→ WHAT YOU NEED TO DO
From the line that contains "of the teal" to the final line of the entries below, write out every line exactly as it appears, and nothing else.

→ Referring expression pointing data

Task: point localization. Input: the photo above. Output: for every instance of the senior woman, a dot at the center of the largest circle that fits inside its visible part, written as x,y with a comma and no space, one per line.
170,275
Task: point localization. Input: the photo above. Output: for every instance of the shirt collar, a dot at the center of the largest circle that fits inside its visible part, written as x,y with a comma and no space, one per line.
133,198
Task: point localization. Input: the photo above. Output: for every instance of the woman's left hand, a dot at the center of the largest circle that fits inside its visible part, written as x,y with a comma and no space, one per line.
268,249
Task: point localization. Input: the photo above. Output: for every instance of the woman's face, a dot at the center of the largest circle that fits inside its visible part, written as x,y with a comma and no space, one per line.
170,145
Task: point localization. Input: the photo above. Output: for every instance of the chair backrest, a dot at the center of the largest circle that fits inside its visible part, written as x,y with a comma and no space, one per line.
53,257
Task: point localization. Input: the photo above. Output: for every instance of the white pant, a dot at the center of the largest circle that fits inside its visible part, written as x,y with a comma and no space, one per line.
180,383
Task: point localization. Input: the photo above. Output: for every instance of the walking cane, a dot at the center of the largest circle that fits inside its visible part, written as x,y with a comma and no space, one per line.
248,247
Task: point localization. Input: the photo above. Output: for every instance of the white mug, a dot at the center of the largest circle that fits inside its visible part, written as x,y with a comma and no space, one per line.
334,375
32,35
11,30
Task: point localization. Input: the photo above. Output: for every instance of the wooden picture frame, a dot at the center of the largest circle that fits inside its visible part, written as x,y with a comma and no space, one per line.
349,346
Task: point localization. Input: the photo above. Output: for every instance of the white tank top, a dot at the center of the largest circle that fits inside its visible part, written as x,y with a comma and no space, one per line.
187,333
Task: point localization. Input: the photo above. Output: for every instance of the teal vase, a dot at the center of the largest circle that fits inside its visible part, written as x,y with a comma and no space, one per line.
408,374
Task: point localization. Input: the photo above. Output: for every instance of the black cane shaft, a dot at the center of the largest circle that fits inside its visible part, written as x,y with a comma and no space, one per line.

→ RESPONSE TO THIS TASK
Task: point localization. Input: the photo above. Output: for every instance of the teal vase, a dot at the center of the largest circle that fits inside its visible part, written as x,y with a comma and no space, one per line.
408,374
Task: point localization. Input: the photo above. Output: for every instance of the black cane shaft, a dot at the center of the largest circle that fits inside its visible part, written as x,y with a comma and no space, one per line.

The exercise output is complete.